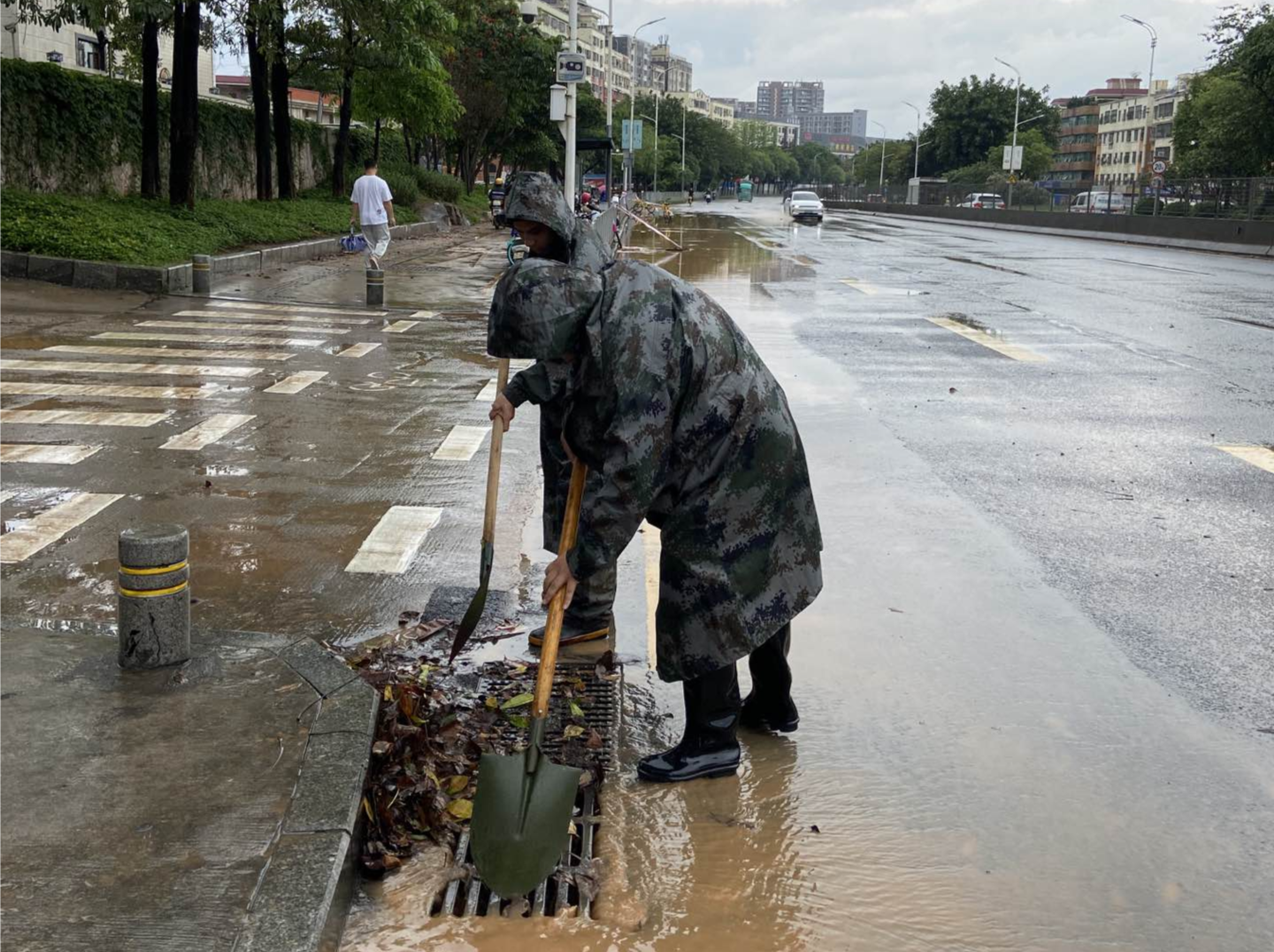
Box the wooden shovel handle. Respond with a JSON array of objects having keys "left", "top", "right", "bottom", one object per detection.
[
  {"left": 481, "top": 357, "right": 509, "bottom": 543},
  {"left": 531, "top": 461, "right": 588, "bottom": 718}
]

※ ※ ※

Reproduce every row above verbatim, omitting the pictures.

Box the wooden shovel handle. Respond with a JSON array of objects having keys "left", "top", "right", "bottom", one object per detection.
[
  {"left": 481, "top": 357, "right": 509, "bottom": 543},
  {"left": 531, "top": 461, "right": 588, "bottom": 718}
]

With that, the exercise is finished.